-- Dataset extract follows --
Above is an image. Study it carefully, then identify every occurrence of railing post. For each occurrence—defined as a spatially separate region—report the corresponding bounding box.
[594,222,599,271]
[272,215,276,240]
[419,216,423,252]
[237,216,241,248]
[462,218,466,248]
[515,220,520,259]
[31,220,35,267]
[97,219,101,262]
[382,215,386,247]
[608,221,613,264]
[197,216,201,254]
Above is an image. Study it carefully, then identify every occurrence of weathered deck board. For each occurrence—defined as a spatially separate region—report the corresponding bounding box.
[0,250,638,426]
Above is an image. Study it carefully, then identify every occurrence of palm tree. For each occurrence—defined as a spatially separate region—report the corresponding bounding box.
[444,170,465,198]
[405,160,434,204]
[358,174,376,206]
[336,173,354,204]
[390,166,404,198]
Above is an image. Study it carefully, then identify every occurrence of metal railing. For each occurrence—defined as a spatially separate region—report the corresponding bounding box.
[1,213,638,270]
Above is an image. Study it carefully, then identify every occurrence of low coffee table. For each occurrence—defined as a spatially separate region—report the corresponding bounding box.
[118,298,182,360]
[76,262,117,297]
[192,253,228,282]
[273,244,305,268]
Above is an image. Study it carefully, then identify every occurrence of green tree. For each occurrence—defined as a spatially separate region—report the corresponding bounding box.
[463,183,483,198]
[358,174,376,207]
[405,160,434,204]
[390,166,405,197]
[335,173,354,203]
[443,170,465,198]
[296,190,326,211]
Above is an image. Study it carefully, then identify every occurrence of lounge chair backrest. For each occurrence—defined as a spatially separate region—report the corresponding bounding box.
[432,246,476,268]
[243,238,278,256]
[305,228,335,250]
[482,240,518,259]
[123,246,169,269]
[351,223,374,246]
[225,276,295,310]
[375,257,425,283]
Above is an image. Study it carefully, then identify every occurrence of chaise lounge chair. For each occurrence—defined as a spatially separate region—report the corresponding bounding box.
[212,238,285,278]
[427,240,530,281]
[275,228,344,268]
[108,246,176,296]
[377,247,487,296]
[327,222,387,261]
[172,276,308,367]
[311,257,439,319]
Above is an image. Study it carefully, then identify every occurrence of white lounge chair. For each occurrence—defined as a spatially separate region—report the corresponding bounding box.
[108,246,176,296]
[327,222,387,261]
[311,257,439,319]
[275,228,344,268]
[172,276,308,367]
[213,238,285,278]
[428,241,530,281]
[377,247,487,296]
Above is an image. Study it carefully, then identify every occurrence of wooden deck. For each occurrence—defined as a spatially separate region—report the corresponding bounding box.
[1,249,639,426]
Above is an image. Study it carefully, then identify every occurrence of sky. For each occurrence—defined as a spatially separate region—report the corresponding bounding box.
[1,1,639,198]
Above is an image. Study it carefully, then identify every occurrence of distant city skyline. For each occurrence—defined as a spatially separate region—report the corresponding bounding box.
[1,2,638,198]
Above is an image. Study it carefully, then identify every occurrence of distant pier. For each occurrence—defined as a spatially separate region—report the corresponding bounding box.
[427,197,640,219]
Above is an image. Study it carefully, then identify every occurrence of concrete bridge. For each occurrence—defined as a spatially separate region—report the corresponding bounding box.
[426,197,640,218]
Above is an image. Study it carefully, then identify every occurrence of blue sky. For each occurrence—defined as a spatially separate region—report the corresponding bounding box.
-- Dataset extract concluded --
-- Dataset extract follows --
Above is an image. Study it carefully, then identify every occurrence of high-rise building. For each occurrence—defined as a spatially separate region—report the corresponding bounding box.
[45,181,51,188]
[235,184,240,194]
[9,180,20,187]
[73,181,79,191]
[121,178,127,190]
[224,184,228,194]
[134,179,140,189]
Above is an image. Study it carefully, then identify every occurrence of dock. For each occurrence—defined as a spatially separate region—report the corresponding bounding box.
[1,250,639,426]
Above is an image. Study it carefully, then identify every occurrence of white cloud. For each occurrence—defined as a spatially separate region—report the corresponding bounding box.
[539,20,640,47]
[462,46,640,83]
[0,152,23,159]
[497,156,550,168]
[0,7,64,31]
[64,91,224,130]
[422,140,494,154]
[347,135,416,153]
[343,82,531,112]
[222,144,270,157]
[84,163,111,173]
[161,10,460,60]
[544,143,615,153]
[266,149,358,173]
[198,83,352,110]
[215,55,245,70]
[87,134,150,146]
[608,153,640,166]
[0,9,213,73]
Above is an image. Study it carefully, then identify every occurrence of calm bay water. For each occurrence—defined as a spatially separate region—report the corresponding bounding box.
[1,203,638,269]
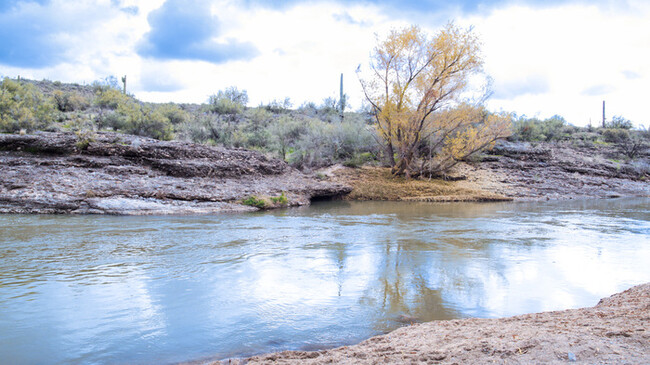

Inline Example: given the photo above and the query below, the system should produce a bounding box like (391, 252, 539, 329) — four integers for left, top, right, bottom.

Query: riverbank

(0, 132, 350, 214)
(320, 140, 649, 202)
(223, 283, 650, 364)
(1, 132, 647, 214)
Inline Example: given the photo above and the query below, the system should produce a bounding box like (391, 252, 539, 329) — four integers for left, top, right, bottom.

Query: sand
-- Dataset extract concluded --
▶ _What needs to be done_: Take the line above containing "of distant pier.", the line containing "occurrence of blue", and all lines in between, and copy them exactly without anything else.

▶ _Result_:
Above is an image. Study it carefully, then identify every occurrence of distant pier. For each occurrence—defined as a spatially separate region—report the corresponding bounding box.
[427,197,640,219]
Above is an image. Study it carefully, then identify every occurrence of concrete bridge. For each occurrence—defined as a spatially separate region—report the corresponding bounding box.
[426,197,640,218]
Above is an image. Study it carefully, then identify every occurrence of blue sky. For each occurrence—defined as a spatially separate region—report the corresponding bounding box.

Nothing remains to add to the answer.